By turning on Stack Telemetry in YourKit, "CPU Estimation" was made available by dragging the cursor across a period of profiler history. To me, it looks like all the CPU is doing is spinning idly. Are the Java files pictured below Tomcat routines? They don't strike me as DSpace related (although I'm not an expert) nor does it look like any work is being done while the CPU is peaking.
Of note: the stack trace is identical during the quiet periods -- the only difference being CPU Time (ms) is in the hundreds rather than thousands of milliseconds. For a more direct comparison than what is below, the hump represents ~8,000 ms in Thread.run() and the quiet periods consume ~125 ms of cpu time (although covering approximately the same amount of time).
Lastly, when pages of the application are being requested, a subsequent branch of code appears in the Call Tree. If it happened during the time of a spike it may only take 400 ms of CPU time to load a whole page. The code branch that appears is ApplicationFilterChain.java as a whole separate branch alongside PooledExecutor$Worker.run() -- both underneath java.lang.Thread.run() in the hierarchy.
When trying to interpret the stack trace: Is EDU.oswego.cs.dl.util.concurrent.PooledExecutor$Worker.run() responsible?
Processor spikes with no known, associated activity
2015-12-08 Update #2
YourKit comes pre-configured to hide certain java class name patterns which obscured drilling down on java.lang.Thread. Clearing the filters enabled the following screenshots showing that the vast majority of processing time during a spike event is through calling the following 3 methods:
java.io.WinNTFileSystem.canonicalize0
java.io.WinNTFileSystem.getBooleanAttributes (inFile.exists())
StardardRoot.java
My apologies for not yet knowing enough about Tomcat or DSpace to know who is launching these tasks. (In case it matters the line directly above the first line is java.lang.Thread.run() and then <All threads>)

++++

§ Required task A
In the forum post about processor spikes, about how many milliseconds of CPU time does the hump represent in Thread.run()?

Data entries:
++++

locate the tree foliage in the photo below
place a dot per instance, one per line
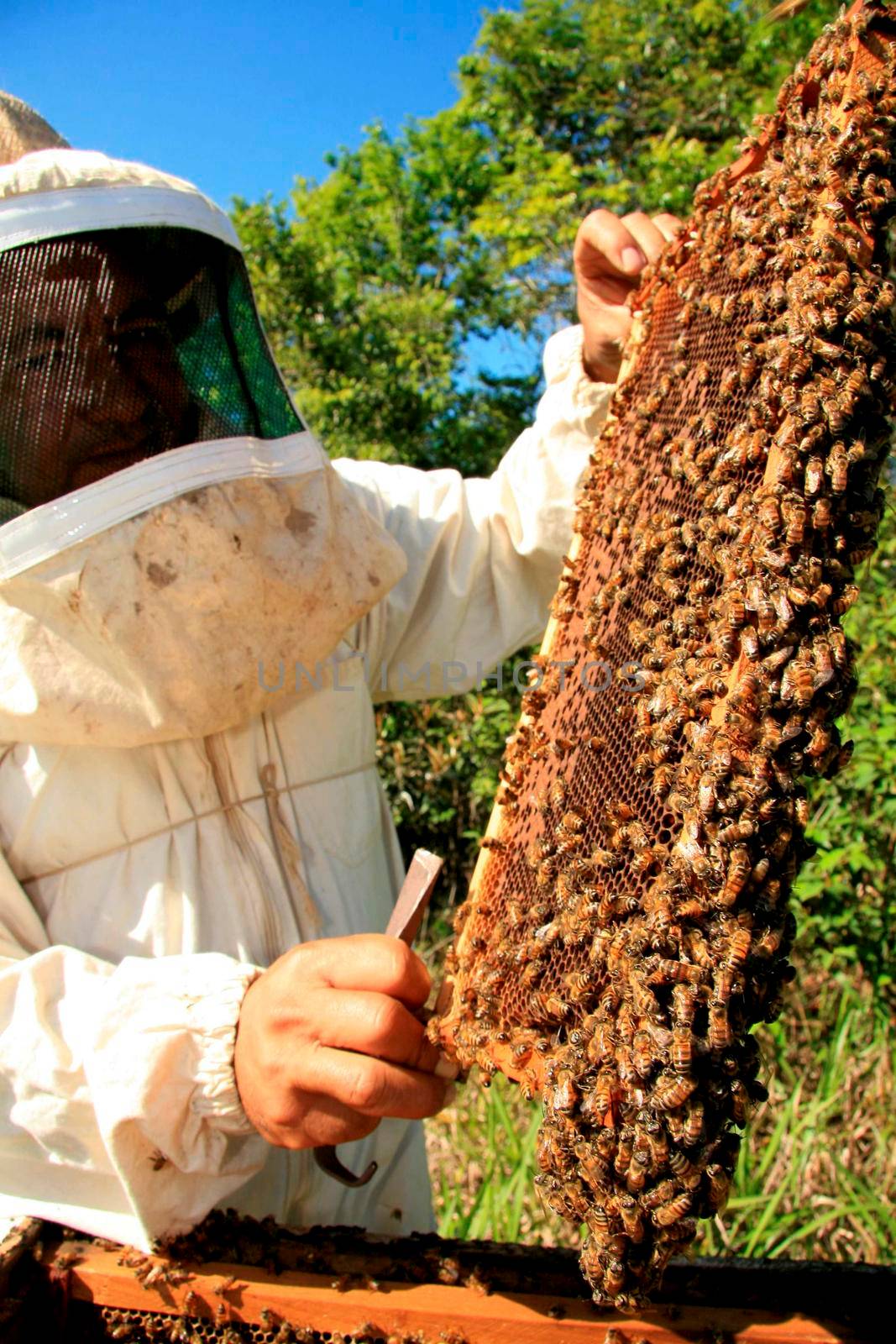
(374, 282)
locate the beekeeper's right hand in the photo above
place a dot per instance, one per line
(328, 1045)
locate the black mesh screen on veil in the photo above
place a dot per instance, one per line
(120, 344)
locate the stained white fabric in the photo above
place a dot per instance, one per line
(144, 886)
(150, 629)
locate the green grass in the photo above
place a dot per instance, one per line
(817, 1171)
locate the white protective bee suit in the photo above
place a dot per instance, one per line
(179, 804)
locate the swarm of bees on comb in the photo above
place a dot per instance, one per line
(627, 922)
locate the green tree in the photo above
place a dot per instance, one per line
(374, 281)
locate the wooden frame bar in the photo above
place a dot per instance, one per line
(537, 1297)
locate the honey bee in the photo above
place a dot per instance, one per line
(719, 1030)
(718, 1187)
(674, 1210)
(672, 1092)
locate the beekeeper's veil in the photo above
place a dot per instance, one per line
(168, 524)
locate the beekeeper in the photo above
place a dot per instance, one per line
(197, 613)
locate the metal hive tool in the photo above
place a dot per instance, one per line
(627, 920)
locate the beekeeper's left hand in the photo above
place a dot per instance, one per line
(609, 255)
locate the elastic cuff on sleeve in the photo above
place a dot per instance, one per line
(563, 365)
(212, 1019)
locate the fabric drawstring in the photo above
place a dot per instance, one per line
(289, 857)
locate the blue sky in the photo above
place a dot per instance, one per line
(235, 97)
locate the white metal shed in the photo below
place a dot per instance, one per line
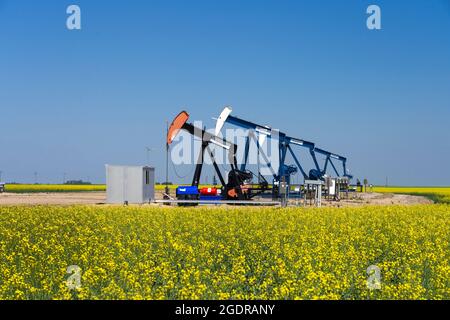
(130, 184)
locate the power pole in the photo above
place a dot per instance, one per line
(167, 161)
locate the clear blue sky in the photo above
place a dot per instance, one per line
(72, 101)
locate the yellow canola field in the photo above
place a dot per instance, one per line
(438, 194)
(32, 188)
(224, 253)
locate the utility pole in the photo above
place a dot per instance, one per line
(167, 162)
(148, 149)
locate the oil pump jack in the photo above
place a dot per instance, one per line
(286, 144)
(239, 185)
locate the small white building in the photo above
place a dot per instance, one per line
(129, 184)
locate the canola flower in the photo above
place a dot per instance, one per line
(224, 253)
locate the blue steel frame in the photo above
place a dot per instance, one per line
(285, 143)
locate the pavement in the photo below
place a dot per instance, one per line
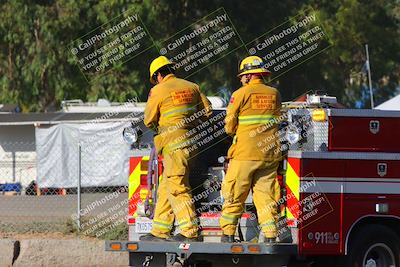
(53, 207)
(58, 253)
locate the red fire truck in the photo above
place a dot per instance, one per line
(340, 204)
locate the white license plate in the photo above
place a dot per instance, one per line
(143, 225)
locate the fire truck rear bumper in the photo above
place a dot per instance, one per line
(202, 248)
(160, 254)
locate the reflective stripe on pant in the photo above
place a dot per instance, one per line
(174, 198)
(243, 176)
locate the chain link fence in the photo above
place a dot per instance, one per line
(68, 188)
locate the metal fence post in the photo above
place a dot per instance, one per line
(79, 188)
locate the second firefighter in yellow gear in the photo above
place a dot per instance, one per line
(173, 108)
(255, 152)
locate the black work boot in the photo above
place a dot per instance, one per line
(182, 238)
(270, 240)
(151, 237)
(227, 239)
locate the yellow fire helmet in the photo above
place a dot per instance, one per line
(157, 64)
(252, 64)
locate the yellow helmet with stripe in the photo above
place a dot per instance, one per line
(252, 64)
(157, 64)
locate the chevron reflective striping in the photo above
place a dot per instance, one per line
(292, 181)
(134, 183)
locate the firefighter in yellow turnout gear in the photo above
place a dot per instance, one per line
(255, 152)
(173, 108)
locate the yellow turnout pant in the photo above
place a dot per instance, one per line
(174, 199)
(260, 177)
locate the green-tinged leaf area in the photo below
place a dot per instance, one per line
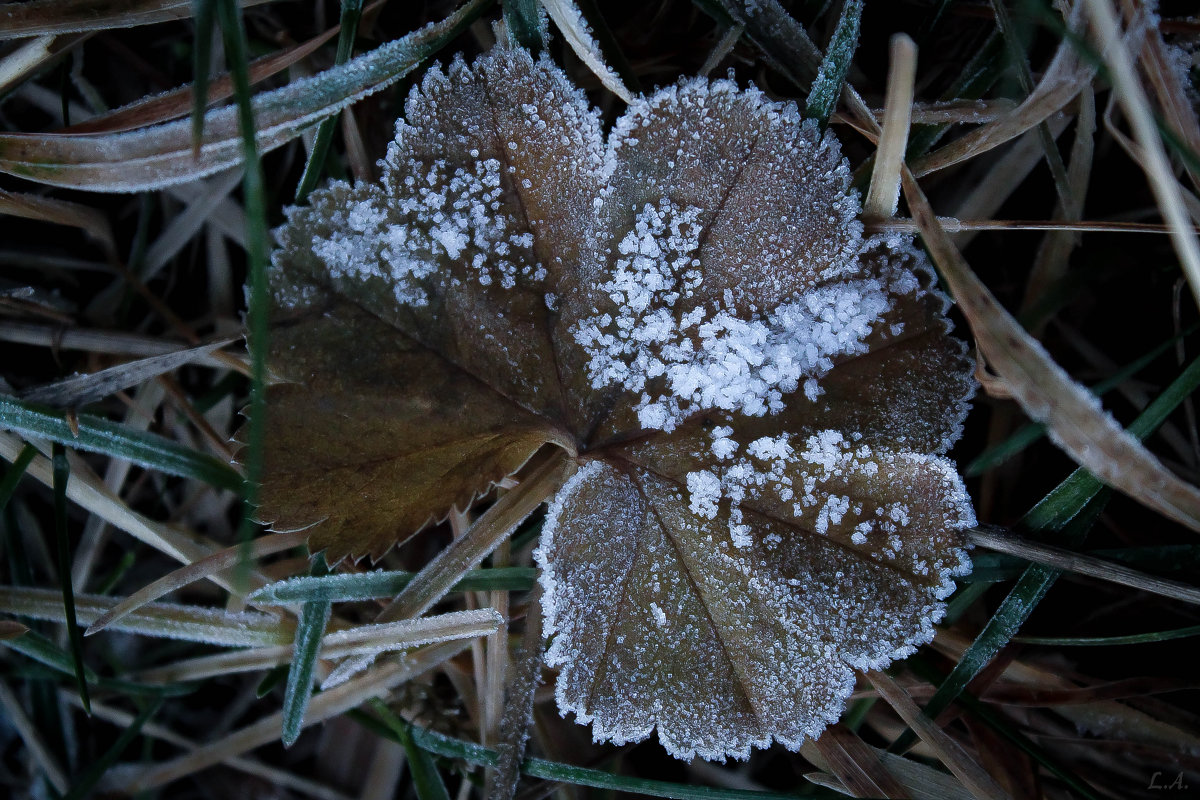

++++

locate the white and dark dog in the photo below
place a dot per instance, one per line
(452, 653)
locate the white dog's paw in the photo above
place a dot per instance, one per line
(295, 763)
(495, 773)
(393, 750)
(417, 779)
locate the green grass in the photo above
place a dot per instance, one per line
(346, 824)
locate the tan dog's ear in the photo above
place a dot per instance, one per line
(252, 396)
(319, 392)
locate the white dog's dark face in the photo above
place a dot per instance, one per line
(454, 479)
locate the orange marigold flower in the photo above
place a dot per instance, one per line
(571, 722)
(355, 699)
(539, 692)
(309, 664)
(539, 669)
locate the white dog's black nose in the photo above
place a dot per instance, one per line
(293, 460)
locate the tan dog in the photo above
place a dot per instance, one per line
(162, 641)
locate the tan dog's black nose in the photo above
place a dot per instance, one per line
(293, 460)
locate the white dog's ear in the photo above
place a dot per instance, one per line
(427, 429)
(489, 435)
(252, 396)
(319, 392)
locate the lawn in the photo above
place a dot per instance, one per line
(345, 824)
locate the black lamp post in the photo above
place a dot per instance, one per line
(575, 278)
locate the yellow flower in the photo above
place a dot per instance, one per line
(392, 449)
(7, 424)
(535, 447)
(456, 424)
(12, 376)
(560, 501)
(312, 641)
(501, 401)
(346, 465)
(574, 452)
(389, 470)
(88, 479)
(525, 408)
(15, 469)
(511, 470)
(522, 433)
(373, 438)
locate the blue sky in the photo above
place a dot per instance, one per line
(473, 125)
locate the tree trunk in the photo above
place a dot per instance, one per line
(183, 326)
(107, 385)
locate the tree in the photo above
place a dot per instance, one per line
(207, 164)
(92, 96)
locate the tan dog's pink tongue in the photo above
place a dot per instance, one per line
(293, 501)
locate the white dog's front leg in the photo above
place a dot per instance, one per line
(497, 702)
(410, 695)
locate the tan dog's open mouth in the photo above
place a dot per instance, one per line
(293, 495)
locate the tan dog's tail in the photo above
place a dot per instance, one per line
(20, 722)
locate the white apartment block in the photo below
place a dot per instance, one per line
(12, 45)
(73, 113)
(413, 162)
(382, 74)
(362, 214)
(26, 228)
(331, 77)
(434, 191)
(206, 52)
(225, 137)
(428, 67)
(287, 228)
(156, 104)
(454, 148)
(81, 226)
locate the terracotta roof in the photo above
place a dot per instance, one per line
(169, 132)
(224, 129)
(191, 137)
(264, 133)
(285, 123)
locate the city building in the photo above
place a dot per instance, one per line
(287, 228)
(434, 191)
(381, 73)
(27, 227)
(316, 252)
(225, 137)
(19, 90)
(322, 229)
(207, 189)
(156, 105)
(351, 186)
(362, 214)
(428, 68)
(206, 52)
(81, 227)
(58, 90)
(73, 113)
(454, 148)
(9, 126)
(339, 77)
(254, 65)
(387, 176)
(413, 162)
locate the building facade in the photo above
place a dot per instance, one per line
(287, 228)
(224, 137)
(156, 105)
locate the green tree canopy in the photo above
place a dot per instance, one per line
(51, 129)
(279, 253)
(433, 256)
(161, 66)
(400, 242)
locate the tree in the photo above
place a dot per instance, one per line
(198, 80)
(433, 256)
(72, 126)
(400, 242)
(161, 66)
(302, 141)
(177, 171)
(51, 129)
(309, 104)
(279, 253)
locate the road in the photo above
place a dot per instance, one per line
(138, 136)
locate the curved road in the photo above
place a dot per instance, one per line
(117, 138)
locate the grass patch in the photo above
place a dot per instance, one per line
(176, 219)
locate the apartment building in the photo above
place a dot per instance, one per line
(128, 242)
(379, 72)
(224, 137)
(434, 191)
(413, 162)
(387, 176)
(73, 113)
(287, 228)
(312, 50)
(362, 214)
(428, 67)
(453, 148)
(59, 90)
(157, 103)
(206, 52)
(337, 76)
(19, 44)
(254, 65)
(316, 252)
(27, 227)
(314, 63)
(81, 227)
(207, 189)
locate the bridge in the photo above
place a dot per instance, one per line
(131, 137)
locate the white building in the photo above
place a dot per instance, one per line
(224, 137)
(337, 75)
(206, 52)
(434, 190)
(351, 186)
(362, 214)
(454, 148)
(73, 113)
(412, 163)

++++

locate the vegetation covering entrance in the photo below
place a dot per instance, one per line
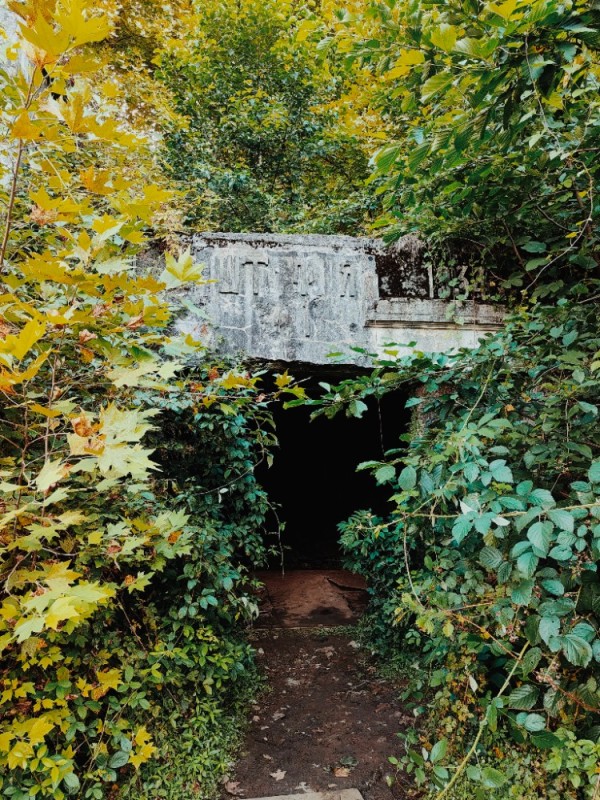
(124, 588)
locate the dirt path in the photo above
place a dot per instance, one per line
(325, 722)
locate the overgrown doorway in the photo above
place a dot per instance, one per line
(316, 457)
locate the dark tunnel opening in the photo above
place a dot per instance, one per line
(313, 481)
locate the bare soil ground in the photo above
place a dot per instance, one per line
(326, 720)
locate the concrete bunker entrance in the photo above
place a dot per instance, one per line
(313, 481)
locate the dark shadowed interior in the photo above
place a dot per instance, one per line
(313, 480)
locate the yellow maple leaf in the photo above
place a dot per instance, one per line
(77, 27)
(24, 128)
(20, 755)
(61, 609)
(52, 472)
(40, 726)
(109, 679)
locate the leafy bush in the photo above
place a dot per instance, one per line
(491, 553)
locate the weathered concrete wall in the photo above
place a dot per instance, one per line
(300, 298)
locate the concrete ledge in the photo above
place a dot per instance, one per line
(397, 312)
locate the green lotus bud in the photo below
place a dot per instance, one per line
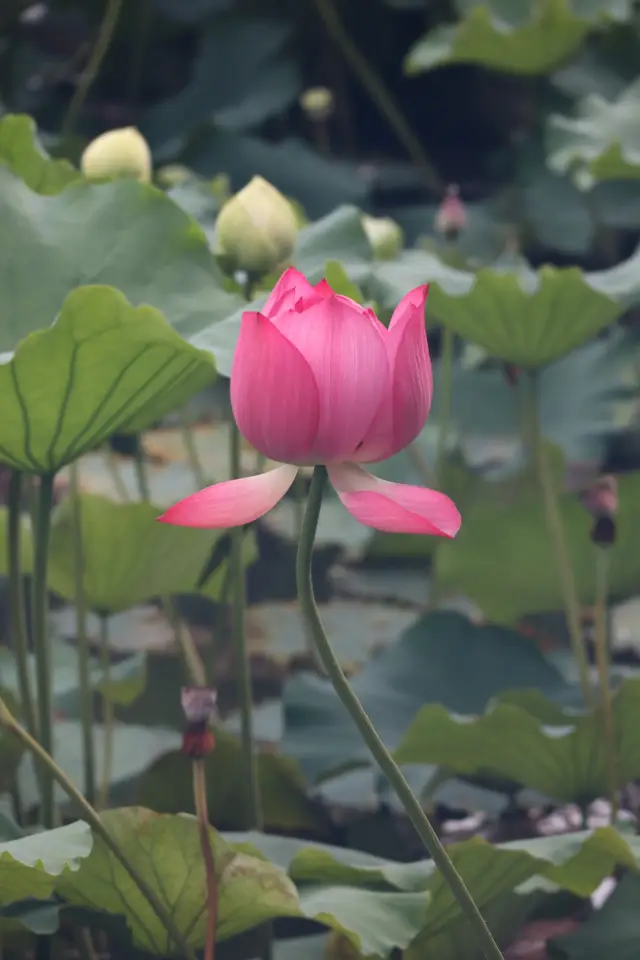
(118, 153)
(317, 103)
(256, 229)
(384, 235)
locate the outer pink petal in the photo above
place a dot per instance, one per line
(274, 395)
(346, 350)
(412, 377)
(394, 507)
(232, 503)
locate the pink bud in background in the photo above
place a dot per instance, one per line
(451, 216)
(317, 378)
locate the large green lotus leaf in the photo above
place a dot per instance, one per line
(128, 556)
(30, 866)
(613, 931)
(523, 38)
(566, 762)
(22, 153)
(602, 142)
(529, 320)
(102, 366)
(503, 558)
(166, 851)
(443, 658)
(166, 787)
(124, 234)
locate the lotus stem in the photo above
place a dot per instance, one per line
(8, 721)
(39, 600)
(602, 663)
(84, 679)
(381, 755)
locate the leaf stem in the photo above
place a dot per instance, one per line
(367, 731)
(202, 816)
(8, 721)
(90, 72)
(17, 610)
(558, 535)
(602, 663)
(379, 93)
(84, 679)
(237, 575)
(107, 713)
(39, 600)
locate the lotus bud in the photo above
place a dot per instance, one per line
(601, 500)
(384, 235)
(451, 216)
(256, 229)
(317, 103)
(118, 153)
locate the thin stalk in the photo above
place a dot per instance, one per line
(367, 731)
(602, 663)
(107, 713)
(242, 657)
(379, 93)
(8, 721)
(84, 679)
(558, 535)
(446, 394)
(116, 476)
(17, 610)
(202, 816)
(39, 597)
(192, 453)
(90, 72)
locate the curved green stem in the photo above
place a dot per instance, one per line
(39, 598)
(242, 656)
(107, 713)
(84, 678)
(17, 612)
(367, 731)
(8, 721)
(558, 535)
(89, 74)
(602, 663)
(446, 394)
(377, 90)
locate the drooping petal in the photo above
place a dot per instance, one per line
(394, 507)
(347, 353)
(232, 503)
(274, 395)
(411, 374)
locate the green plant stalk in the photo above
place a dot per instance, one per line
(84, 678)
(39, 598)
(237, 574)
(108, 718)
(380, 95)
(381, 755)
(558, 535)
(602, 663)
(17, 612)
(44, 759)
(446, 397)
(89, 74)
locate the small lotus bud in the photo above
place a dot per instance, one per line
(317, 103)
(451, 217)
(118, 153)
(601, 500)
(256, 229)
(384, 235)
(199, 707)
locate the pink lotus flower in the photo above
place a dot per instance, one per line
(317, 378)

++++

§ Required task B
Return each line of the records that contains the string "beekeeper", matching case exactly.

§ Final result A
About 8,000 ms.

§ Final result B
locate the beekeeper's right hand in the photo above
locate the beekeeper's veil in the photo above
locate the beekeeper in the photo above
locate the beekeeper's left hand in the photo above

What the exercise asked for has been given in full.